_Task objective_
Copy everything in the material from the line containing "query (the noun phrase to segment): american" down to the line containing "Return the outline of every instance of the american", keeping every character unchanged.
---*---
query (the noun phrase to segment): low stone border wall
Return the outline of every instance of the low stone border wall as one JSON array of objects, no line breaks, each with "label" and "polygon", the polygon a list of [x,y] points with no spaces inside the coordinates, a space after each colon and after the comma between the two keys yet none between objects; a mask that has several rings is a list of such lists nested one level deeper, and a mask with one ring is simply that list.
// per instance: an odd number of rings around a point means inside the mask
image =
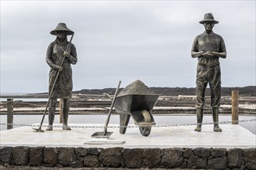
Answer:
[{"label": "low stone border wall", "polygon": [[2,147],[0,165],[71,168],[256,169],[253,148]]}]

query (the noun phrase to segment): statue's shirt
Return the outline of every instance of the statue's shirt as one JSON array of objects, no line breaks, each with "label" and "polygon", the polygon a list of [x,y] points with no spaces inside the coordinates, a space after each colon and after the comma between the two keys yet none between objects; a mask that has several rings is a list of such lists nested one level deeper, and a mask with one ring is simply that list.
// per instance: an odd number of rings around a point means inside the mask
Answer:
[{"label": "statue's shirt", "polygon": [[[225,42],[223,39],[218,34],[212,32],[207,34],[206,32],[195,38],[192,51],[194,52],[217,52],[226,53]],[[207,67],[220,65],[218,56],[202,56],[198,57],[198,63]]]}]

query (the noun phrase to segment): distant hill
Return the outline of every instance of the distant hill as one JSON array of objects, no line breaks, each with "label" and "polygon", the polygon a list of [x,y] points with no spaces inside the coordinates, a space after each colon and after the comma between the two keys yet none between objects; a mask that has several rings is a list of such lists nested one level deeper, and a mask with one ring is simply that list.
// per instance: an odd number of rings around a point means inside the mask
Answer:
[{"label": "distant hill", "polygon": [[[156,94],[163,96],[178,96],[178,95],[195,95],[195,88],[186,87],[150,87]],[[120,88],[120,90],[123,88]],[[106,93],[109,94],[114,94],[116,88],[105,88],[105,89],[83,89],[78,91],[74,91],[74,94],[102,94]],[[256,97],[256,86],[248,86],[244,87],[222,87],[222,96],[231,96],[232,90],[239,90],[240,96]],[[206,96],[209,96],[209,89],[206,89]]]}]

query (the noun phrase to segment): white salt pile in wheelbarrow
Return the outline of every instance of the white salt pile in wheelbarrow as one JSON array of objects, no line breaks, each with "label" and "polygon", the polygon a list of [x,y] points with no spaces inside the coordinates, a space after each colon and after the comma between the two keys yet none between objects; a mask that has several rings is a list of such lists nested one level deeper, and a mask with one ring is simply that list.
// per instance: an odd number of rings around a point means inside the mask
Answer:
[{"label": "white salt pile in wheelbarrow", "polygon": [[126,94],[157,95],[140,80],[137,80],[126,86],[118,94],[117,96]]}]

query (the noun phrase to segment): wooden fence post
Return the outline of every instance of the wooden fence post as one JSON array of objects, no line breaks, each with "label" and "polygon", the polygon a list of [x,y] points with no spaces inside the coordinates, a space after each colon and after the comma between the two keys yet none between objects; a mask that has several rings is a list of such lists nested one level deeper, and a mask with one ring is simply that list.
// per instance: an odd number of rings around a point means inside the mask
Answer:
[{"label": "wooden fence post", "polygon": [[60,124],[63,124],[63,99],[60,99]]},{"label": "wooden fence post", "polygon": [[13,99],[7,99],[7,130],[13,128]]},{"label": "wooden fence post", "polygon": [[239,91],[232,90],[232,124],[238,124]]}]

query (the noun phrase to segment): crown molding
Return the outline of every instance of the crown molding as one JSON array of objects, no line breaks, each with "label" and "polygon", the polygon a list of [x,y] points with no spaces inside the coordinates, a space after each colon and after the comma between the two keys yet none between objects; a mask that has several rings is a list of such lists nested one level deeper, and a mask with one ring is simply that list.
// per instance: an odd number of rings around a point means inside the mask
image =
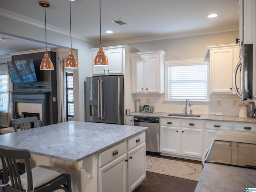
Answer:
[{"label": "crown molding", "polygon": [[[37,20],[29,18],[29,17],[25,17],[22,15],[17,14],[13,12],[11,12],[7,10],[0,8],[0,15],[2,15],[4,17],[10,18],[14,20],[19,21],[25,23],[27,23],[32,26],[36,26],[44,29],[45,23]],[[55,27],[52,25],[46,24],[47,30],[49,30],[56,33],[62,34],[63,35],[70,36],[70,31],[64,30],[58,27]],[[95,41],[87,39],[84,36],[79,35],[76,33],[72,33],[72,37],[76,38],[81,40],[84,40],[92,43],[98,43]]]},{"label": "crown molding", "polygon": [[198,35],[207,35],[214,33],[219,33],[224,32],[228,32],[230,31],[236,31],[238,30],[238,26],[233,26],[232,27],[214,29],[213,30],[209,29],[203,30],[200,30],[194,31],[190,31],[183,33],[181,32],[174,33],[171,34],[164,36],[150,37],[145,38],[141,38],[140,39],[134,39],[124,41],[115,41],[113,42],[110,42],[108,43],[102,43],[102,45],[104,46],[112,46],[117,44],[130,44],[132,43],[148,42],[149,41],[158,41],[169,39],[181,38],[192,36],[197,36]]},{"label": "crown molding", "polygon": [[[56,52],[56,49],[52,48],[47,48],[46,50],[47,52],[52,51],[53,52]],[[13,53],[10,53],[10,54],[13,56],[14,55],[24,55],[24,54],[30,54],[31,53],[40,53],[41,52],[45,52],[45,49],[35,49],[34,50],[28,50],[28,51],[20,51],[18,52],[14,52]]]}]

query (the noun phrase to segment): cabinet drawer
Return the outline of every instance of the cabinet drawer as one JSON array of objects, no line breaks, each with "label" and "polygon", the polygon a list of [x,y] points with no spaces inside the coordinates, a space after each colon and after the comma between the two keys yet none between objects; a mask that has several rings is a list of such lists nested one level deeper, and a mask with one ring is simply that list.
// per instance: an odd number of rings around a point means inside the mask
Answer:
[{"label": "cabinet drawer", "polygon": [[126,151],[126,144],[125,141],[100,153],[99,157],[100,167],[119,157]]},{"label": "cabinet drawer", "polygon": [[234,124],[234,131],[256,132],[256,124]]},{"label": "cabinet drawer", "polygon": [[231,123],[229,122],[219,121],[206,121],[206,129],[216,130],[230,130]]},{"label": "cabinet drawer", "polygon": [[160,124],[167,126],[179,126],[179,120],[171,118],[160,118]]},{"label": "cabinet drawer", "polygon": [[139,145],[146,140],[146,134],[143,132],[128,140],[128,150]]},{"label": "cabinet drawer", "polygon": [[183,120],[182,127],[202,128],[202,121],[197,121],[194,120]]}]

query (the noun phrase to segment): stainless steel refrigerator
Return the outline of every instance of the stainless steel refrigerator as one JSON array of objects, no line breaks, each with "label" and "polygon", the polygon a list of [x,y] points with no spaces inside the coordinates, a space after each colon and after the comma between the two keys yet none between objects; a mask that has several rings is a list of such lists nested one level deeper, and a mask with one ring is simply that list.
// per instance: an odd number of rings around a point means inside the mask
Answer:
[{"label": "stainless steel refrigerator", "polygon": [[124,124],[124,79],[121,76],[87,77],[86,121]]}]

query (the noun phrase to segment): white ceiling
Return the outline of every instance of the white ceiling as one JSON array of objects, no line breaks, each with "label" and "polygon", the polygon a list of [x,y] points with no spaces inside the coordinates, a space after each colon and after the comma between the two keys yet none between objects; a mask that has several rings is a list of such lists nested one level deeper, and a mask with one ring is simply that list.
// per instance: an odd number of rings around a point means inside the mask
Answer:
[{"label": "white ceiling", "polygon": [[[238,0],[101,0],[102,44],[132,43],[238,30]],[[38,0],[1,0],[0,14],[44,29],[44,8]],[[69,1],[49,0],[48,30],[70,35]],[[71,2],[72,36],[98,44],[100,0]],[[218,17],[208,18],[210,13]],[[126,25],[112,21],[121,20]],[[2,26],[1,27],[4,27]],[[45,45],[6,34],[0,37],[0,55],[43,48]],[[112,34],[105,31],[111,30]],[[50,42],[48,42],[50,44]],[[48,47],[54,47],[48,46]]]}]

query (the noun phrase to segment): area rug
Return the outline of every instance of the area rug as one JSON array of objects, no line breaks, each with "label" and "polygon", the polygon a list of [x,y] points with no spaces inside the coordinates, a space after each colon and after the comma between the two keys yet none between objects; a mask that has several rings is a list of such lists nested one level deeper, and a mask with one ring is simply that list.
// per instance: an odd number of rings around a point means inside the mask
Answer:
[{"label": "area rug", "polygon": [[198,181],[202,166],[199,164],[146,156],[147,171]]}]

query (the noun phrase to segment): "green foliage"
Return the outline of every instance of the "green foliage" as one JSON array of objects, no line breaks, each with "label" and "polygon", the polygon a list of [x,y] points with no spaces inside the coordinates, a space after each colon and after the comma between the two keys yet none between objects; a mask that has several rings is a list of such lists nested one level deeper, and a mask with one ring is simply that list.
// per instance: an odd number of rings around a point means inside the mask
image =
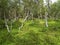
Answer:
[{"label": "green foliage", "polygon": [[49,21],[48,28],[38,22],[27,21],[21,31],[16,28],[11,33],[0,30],[0,45],[60,45],[60,22]]}]

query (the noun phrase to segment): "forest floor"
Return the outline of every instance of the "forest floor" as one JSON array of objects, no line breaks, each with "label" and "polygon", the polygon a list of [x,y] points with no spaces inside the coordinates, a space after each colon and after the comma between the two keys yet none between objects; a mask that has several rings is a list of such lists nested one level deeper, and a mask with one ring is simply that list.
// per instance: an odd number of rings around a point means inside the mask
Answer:
[{"label": "forest floor", "polygon": [[60,45],[60,21],[29,20],[21,30],[15,26],[11,33],[0,29],[0,45]]}]

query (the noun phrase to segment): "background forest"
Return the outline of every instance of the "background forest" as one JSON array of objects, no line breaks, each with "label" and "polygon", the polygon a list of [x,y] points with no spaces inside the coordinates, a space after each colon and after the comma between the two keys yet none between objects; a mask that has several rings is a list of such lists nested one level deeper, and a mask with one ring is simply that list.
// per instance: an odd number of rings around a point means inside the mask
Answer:
[{"label": "background forest", "polygon": [[60,0],[0,0],[0,45],[60,45]]}]

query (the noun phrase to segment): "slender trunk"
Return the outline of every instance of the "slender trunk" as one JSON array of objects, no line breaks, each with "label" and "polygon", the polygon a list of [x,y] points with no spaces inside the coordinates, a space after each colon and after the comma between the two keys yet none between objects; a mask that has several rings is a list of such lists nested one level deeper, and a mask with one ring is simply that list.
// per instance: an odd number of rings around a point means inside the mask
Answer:
[{"label": "slender trunk", "polygon": [[5,16],[5,12],[4,12],[4,19],[5,19],[5,26],[7,28],[7,31],[10,33],[9,26],[7,24],[7,19],[6,19],[6,16]]},{"label": "slender trunk", "polygon": [[27,16],[25,17],[25,19],[22,21],[22,25],[19,27],[19,30],[23,27],[24,22],[27,20],[27,18],[28,18],[28,14],[27,14]]},{"label": "slender trunk", "polygon": [[46,14],[45,14],[45,25],[46,25],[46,27],[48,27],[48,18],[47,18],[47,16],[48,16],[48,13],[46,12]]}]

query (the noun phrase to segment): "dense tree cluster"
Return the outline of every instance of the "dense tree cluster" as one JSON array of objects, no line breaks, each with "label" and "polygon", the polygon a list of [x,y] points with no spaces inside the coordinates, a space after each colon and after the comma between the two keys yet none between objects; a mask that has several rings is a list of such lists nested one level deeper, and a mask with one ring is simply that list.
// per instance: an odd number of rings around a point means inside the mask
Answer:
[{"label": "dense tree cluster", "polygon": [[[60,17],[60,1],[52,3],[51,0],[0,0],[0,27],[5,25],[8,32],[12,29],[12,24],[24,19],[23,23],[28,20],[45,19],[46,27],[48,27],[48,19],[57,20]],[[2,26],[3,27],[3,26]]]}]

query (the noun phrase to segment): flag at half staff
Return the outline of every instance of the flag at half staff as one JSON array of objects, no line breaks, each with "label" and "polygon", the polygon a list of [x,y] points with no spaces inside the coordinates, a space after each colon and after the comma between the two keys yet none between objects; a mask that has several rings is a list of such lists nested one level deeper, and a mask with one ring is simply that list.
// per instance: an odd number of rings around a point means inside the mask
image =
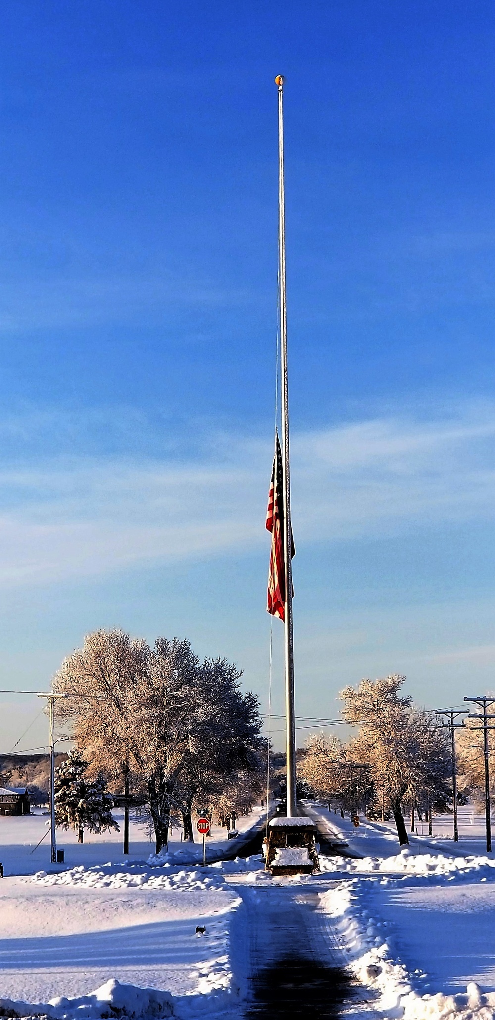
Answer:
[{"label": "flag at half staff", "polygon": [[[272,532],[272,549],[270,553],[270,568],[268,571],[267,612],[283,620],[285,616],[285,558],[284,558],[284,527],[283,527],[283,483],[282,483],[282,451],[275,437],[275,456],[273,458],[272,479],[268,494],[267,531]],[[292,532],[290,532],[290,559],[295,553]]]}]

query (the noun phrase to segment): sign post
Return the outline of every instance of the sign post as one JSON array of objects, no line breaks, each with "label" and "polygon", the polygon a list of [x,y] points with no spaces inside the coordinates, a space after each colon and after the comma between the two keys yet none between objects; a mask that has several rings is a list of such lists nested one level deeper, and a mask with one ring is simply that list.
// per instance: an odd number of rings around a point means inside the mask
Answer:
[{"label": "sign post", "polygon": [[210,821],[208,818],[199,818],[196,827],[203,836],[203,867],[206,868],[206,843],[205,836],[208,835],[210,831]]}]

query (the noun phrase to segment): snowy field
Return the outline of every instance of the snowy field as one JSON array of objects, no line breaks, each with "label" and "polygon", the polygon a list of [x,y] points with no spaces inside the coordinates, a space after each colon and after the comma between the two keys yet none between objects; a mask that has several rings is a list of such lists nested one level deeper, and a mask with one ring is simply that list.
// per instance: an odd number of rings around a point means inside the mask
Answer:
[{"label": "snowy field", "polygon": [[187,860],[200,845],[171,844],[158,862],[139,822],[127,859],[119,833],[82,846],[59,833],[66,863],[54,867],[49,847],[31,853],[46,817],[0,819],[1,1015],[240,1018],[256,961],[307,946],[355,975],[352,1020],[491,1020],[495,857],[483,819],[461,809],[459,844],[451,819],[437,819],[432,838],[399,854],[387,824],[356,831],[317,810],[362,858],[322,857],[320,875],[277,879],[258,858],[204,869]]}]

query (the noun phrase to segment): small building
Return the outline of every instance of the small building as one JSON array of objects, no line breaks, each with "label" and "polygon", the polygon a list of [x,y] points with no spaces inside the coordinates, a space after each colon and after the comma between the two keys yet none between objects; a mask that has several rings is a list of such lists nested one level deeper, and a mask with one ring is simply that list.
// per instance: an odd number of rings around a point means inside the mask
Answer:
[{"label": "small building", "polygon": [[272,875],[311,875],[320,870],[312,818],[272,818],[265,837],[265,870]]},{"label": "small building", "polygon": [[29,815],[28,786],[0,786],[0,815]]}]

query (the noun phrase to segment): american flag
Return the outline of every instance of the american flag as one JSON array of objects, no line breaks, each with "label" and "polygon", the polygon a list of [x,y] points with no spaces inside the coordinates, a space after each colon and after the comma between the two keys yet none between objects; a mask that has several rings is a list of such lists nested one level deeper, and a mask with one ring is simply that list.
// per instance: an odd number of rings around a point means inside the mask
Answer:
[{"label": "american flag", "polygon": [[[285,616],[285,562],[283,555],[283,486],[282,486],[282,451],[275,438],[275,456],[273,458],[272,478],[268,494],[267,531],[272,532],[272,549],[270,553],[270,568],[268,571],[267,612],[283,620]],[[290,559],[295,553],[292,532],[290,532]]]}]

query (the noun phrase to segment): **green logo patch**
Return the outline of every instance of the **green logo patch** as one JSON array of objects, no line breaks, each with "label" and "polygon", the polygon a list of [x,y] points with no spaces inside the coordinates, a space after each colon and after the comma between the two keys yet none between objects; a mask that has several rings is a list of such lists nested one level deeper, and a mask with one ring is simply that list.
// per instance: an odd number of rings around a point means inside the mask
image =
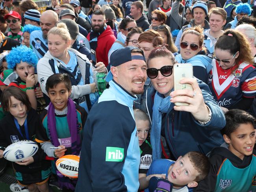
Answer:
[{"label": "green logo patch", "polygon": [[124,148],[118,147],[106,148],[106,161],[121,162],[124,159]]}]

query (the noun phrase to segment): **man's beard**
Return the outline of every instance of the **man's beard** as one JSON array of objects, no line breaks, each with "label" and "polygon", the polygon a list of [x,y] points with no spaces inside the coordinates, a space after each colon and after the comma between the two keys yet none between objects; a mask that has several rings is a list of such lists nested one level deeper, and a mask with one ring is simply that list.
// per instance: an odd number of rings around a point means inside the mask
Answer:
[{"label": "man's beard", "polygon": [[[91,28],[93,30],[93,32],[95,32],[95,33],[98,33],[100,31],[102,31],[103,29],[104,28],[104,24],[103,24],[102,25],[92,25],[91,26]],[[95,27],[97,26],[97,27],[99,27],[99,28],[95,28]]]}]

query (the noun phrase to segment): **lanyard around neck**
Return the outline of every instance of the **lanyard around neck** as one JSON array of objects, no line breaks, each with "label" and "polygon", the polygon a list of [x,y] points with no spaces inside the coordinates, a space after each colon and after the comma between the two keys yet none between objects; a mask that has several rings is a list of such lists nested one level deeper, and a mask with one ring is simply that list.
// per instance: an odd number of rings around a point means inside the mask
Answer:
[{"label": "lanyard around neck", "polygon": [[[16,119],[14,118],[14,122],[15,122],[15,124],[16,126],[16,128],[19,131],[20,135],[22,136],[23,138],[24,138],[23,134],[22,134],[21,132],[21,130],[20,128],[20,125],[18,123],[18,121]],[[24,127],[25,127],[25,133],[26,133],[26,138],[28,140],[29,140],[29,136],[28,135],[28,123],[27,122],[27,118],[26,118],[26,120],[25,120],[25,123],[24,124]]]}]

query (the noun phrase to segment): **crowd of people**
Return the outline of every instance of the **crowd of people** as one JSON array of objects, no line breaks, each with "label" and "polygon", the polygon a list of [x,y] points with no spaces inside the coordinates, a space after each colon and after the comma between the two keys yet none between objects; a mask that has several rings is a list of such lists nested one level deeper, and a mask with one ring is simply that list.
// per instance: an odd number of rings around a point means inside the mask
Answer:
[{"label": "crowd of people", "polygon": [[11,191],[256,192],[256,0],[50,1],[0,5]]}]

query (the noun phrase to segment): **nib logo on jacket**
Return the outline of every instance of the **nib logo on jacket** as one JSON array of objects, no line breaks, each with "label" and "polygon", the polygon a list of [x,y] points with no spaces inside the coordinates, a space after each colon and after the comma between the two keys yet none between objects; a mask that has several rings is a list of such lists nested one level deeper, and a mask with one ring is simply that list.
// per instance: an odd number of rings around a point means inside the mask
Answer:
---*---
_Full solution_
query (the noun phrase to segment): american flag
Return the outline of every instance of the american flag as one JSON array of objects, no line breaks, each with "label" and "polygon", the polygon a list of [x,y] points with no spaces inside the coordinates, a space after each colon and after the comma between the two keys yet none between objects; a mask that has several rings is a list of such lists nested one level deeper, and a mask with one ring is simply that list.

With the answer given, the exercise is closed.